DO THIS
Copy the listing from the line holding "Mark the dormer window with a point." through the end of the listing, inclusive, and replace "chimney" with "smokestack", keeping all else the same. Omit the pictures.

DATASET ROWS

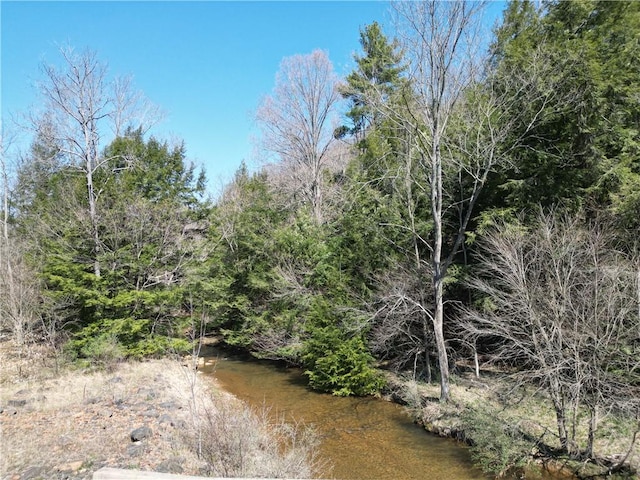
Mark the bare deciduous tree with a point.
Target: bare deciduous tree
(457, 128)
(562, 306)
(19, 302)
(81, 102)
(297, 124)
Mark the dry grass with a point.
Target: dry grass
(84, 420)
(526, 408)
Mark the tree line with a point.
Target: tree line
(442, 202)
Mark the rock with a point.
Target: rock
(170, 466)
(141, 433)
(32, 472)
(165, 418)
(135, 450)
(181, 424)
(148, 393)
(169, 405)
(71, 467)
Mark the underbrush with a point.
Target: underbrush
(512, 432)
(94, 411)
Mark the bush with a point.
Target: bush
(339, 365)
(497, 446)
(235, 441)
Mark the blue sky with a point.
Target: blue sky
(206, 63)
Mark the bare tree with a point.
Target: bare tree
(296, 122)
(456, 121)
(19, 302)
(561, 305)
(81, 101)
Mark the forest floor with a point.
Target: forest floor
(502, 415)
(60, 422)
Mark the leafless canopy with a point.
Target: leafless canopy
(562, 307)
(297, 124)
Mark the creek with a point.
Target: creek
(362, 438)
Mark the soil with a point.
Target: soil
(68, 424)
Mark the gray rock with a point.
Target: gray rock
(169, 405)
(164, 418)
(135, 450)
(170, 466)
(32, 472)
(141, 433)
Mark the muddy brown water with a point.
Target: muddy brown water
(363, 438)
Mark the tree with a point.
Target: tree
(582, 152)
(296, 121)
(455, 128)
(561, 307)
(19, 303)
(378, 74)
(79, 99)
(438, 40)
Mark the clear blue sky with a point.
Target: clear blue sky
(206, 63)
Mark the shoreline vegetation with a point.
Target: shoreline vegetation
(58, 421)
(83, 419)
(437, 205)
(510, 430)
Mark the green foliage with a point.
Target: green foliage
(149, 197)
(377, 75)
(498, 447)
(584, 149)
(337, 361)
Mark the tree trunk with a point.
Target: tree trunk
(438, 270)
(94, 222)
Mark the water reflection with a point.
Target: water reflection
(364, 438)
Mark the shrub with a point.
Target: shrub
(497, 446)
(339, 365)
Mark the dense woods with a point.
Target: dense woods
(443, 202)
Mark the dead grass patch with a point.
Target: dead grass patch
(55, 417)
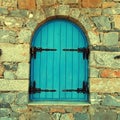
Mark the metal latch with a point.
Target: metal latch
(85, 51)
(83, 90)
(33, 89)
(33, 50)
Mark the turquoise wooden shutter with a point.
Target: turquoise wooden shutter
(59, 64)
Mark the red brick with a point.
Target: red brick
(26, 4)
(91, 3)
(109, 73)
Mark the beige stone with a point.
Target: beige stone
(117, 21)
(105, 85)
(14, 53)
(14, 85)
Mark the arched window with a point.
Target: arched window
(59, 62)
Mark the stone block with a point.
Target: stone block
(32, 24)
(27, 4)
(94, 72)
(24, 36)
(81, 116)
(9, 75)
(22, 98)
(105, 85)
(9, 3)
(56, 116)
(109, 39)
(86, 22)
(57, 110)
(63, 10)
(74, 13)
(2, 69)
(94, 38)
(67, 117)
(40, 116)
(14, 53)
(8, 97)
(111, 11)
(91, 3)
(49, 2)
(3, 11)
(111, 101)
(110, 73)
(23, 71)
(19, 109)
(19, 13)
(5, 112)
(104, 115)
(104, 59)
(14, 85)
(7, 36)
(102, 22)
(108, 4)
(12, 22)
(117, 21)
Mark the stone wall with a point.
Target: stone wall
(100, 21)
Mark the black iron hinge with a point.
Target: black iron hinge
(85, 51)
(84, 90)
(0, 52)
(33, 50)
(33, 89)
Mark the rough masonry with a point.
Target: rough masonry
(100, 20)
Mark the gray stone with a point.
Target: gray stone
(9, 3)
(95, 98)
(23, 71)
(94, 38)
(24, 36)
(104, 59)
(56, 116)
(5, 105)
(19, 13)
(10, 66)
(111, 101)
(109, 39)
(86, 22)
(102, 22)
(32, 24)
(3, 11)
(39, 15)
(12, 22)
(14, 52)
(63, 10)
(9, 75)
(94, 72)
(66, 117)
(8, 97)
(22, 98)
(118, 117)
(7, 118)
(103, 115)
(7, 36)
(5, 112)
(40, 116)
(49, 12)
(19, 109)
(81, 116)
(75, 12)
(111, 11)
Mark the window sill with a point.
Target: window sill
(52, 103)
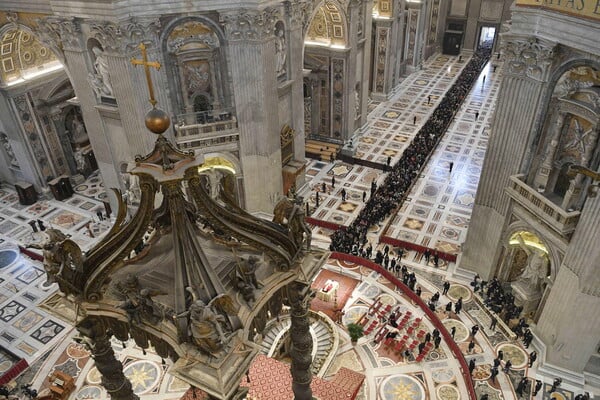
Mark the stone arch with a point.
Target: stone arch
(196, 64)
(511, 248)
(568, 132)
(325, 40)
(328, 25)
(546, 103)
(24, 55)
(229, 171)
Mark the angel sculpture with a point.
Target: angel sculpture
(63, 261)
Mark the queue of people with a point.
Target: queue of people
(389, 195)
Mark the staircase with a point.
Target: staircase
(321, 150)
(321, 330)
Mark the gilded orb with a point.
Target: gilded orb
(157, 121)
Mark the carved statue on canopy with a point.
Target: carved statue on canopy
(537, 265)
(63, 260)
(293, 215)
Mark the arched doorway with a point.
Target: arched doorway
(529, 271)
(325, 65)
(29, 72)
(220, 174)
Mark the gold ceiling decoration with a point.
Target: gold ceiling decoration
(23, 57)
(382, 8)
(328, 26)
(530, 239)
(192, 35)
(218, 163)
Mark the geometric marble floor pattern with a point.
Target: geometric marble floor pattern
(390, 376)
(438, 208)
(31, 332)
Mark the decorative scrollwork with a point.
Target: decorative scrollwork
(529, 56)
(125, 36)
(250, 24)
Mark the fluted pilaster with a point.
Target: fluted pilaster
(251, 48)
(519, 103)
(300, 296)
(570, 321)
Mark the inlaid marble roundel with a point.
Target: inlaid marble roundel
(402, 387)
(143, 375)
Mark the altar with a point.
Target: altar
(329, 291)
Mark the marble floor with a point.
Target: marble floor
(435, 215)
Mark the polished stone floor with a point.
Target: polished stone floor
(436, 215)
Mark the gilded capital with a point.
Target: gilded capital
(125, 36)
(250, 24)
(529, 55)
(60, 33)
(298, 12)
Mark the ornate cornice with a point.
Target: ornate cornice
(529, 56)
(125, 36)
(60, 33)
(250, 24)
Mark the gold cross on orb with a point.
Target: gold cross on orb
(147, 64)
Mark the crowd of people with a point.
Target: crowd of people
(499, 301)
(385, 198)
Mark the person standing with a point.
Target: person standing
(427, 254)
(538, 386)
(494, 374)
(555, 385)
(532, 358)
(446, 288)
(521, 386)
(33, 225)
(493, 323)
(507, 366)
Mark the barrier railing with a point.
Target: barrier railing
(464, 367)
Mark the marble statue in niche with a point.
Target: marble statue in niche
(280, 49)
(537, 265)
(12, 159)
(100, 80)
(79, 136)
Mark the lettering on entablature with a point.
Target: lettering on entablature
(584, 8)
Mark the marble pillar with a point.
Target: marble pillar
(97, 340)
(250, 36)
(299, 296)
(296, 12)
(519, 102)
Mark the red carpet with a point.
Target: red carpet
(345, 289)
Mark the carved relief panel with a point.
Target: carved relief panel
(195, 65)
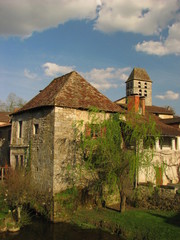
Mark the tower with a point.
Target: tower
(140, 83)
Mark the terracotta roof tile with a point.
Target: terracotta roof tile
(72, 91)
(159, 110)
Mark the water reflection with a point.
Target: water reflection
(42, 230)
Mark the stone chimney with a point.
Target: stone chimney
(133, 103)
(142, 105)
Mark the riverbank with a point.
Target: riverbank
(132, 224)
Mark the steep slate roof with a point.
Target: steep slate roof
(164, 129)
(171, 120)
(139, 74)
(159, 110)
(72, 91)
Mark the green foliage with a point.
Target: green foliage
(68, 198)
(112, 147)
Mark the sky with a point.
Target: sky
(103, 40)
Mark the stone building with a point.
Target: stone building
(43, 132)
(5, 134)
(140, 83)
(166, 158)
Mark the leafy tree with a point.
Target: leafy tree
(12, 102)
(113, 149)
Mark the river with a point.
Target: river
(43, 230)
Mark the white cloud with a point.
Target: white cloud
(171, 45)
(52, 69)
(147, 17)
(22, 18)
(104, 79)
(169, 95)
(29, 74)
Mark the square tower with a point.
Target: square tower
(140, 83)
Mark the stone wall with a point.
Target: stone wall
(35, 147)
(4, 145)
(66, 154)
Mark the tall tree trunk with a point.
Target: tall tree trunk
(19, 213)
(123, 201)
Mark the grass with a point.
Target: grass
(132, 224)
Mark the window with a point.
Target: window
(20, 129)
(17, 162)
(36, 129)
(94, 131)
(9, 135)
(21, 161)
(166, 142)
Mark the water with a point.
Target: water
(43, 230)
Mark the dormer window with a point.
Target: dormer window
(36, 129)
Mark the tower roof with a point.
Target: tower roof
(139, 74)
(72, 91)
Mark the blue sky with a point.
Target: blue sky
(101, 39)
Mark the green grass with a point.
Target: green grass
(133, 224)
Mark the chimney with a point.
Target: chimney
(133, 103)
(142, 105)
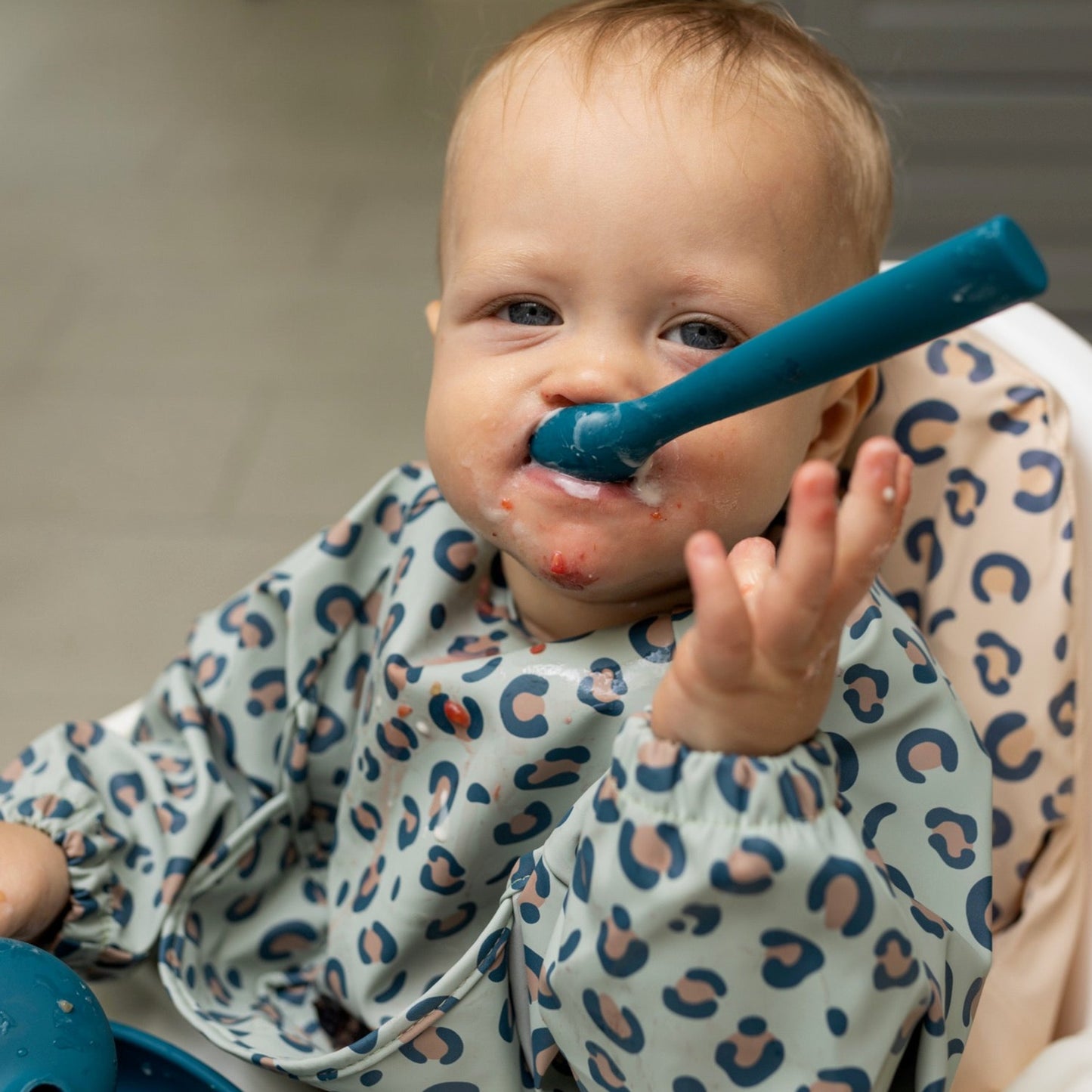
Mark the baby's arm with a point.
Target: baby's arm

SOLUTION FOR THIS PROBLEM
Mark the dormer window with a point.
Target: dormer window
(36, 129)
Mark the tower roof with a point.
Target: tower roof
(139, 74)
(72, 91)
Mark the blue sky with a point.
Target: blue sky
(101, 39)
Mark the green grass with a point.
Target: green grass
(133, 224)
Mark the smokestack with a point.
Target: smokestack
(133, 103)
(142, 105)
Mark the baby's arm with a point.
Target: baby's arm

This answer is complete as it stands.